→ Prompt:
Each line from the one containing "of the trimmed" through the end of the records below must be repeated exactly, and no other line.

→ Dataset content:
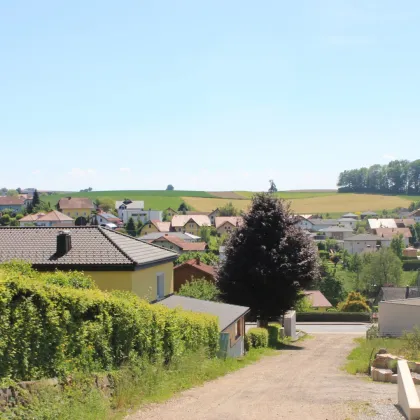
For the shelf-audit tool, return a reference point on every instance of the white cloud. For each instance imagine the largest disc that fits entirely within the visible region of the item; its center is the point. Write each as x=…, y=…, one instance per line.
x=81, y=173
x=389, y=157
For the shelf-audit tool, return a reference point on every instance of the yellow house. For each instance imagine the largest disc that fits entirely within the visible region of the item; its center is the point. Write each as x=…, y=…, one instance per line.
x=77, y=208
x=190, y=223
x=155, y=226
x=114, y=261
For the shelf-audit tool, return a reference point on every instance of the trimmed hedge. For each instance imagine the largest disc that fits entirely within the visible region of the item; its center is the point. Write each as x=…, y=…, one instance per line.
x=48, y=330
x=333, y=317
x=411, y=265
x=256, y=338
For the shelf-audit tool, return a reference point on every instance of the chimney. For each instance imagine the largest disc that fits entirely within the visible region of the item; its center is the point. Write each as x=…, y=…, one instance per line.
x=63, y=243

→ Your solution:
For the shelf-audit tool, return a reference point on every instance of the trimmed hedge. For each instance imagine the largest disc that fits entirely within the visible region of the item; its center is the point. Write each as x=…, y=…, one instance per line.
x=48, y=330
x=333, y=317
x=411, y=265
x=256, y=338
For the shelf-audit tool, return a reference point on every instance of the chimney. For each instance imagine the largest disc that fits entirely within the visible region of the item; its center is the point. Write each as x=…, y=…, one instance per line.
x=63, y=243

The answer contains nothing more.